⟨
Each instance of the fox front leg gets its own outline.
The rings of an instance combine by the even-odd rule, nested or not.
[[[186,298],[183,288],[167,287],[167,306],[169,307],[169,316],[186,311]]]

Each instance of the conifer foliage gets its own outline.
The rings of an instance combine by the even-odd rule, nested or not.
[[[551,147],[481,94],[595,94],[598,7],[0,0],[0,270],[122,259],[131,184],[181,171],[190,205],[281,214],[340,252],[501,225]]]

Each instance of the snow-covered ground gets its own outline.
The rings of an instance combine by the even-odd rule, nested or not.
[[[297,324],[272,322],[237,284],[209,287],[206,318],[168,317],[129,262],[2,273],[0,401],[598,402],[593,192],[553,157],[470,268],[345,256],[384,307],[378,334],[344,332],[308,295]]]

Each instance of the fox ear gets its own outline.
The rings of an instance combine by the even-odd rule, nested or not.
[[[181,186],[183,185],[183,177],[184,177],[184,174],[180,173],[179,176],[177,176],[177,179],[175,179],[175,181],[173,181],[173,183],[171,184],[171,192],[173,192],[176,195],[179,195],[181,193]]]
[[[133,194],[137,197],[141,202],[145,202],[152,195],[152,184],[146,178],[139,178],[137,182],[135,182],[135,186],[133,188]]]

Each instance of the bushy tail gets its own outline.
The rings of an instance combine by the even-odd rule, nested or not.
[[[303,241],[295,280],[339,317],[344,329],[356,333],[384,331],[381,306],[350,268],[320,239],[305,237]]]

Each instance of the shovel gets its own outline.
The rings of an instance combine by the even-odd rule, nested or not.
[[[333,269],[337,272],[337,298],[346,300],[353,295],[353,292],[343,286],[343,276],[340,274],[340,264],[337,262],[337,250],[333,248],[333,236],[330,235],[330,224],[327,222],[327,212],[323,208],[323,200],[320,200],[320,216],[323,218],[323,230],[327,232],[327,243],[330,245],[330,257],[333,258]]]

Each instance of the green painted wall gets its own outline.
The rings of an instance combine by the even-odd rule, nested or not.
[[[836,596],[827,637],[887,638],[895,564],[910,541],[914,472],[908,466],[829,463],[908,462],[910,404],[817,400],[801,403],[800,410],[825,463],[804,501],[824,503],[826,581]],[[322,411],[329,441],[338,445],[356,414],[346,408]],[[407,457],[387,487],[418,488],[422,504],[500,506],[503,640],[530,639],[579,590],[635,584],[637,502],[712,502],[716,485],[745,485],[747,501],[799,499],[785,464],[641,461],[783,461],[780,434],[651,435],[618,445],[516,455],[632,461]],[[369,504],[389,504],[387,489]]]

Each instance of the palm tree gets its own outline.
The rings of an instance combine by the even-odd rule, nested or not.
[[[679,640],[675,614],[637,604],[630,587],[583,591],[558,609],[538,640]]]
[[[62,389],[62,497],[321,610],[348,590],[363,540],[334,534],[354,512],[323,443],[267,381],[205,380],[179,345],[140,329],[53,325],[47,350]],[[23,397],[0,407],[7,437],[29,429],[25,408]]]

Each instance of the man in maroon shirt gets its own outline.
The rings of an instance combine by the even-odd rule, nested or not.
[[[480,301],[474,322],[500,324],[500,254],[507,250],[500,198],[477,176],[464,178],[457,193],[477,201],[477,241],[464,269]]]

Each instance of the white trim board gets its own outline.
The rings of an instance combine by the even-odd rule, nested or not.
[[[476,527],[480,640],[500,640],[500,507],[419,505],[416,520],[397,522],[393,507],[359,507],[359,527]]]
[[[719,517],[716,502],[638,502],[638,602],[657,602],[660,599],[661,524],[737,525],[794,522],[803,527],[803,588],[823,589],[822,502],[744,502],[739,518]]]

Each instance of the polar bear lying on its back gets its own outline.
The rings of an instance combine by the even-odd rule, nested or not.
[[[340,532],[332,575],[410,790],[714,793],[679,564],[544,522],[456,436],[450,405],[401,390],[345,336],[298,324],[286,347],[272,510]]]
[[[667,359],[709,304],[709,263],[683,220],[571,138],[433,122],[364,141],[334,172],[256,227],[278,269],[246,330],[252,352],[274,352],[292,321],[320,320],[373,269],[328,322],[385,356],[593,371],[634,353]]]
⟩
Work task:
Wherever the word "gets" turns up in a line of the entries above, copy that line.

Solution for this exercise:
Each instance of the fox front leg gets its own outline.
Each instance of the conifer foliage gets its own outline.
Each instance of the snow-covered ground gets its own outline.
Each instance of the fox ear gets its own outline.
Each instance of the bushy tail gets its own outline.
Each instance of the shovel gets its own outline.
Each instance of the green painted wall gets its own outline.
Each instance of the palm tree gets its own outline.
Each instance of the man in maroon shirt gets its own outline.
Each instance of the white trim board gets its own outline.
Each instance of the polar bear lying on its back gets its own outline.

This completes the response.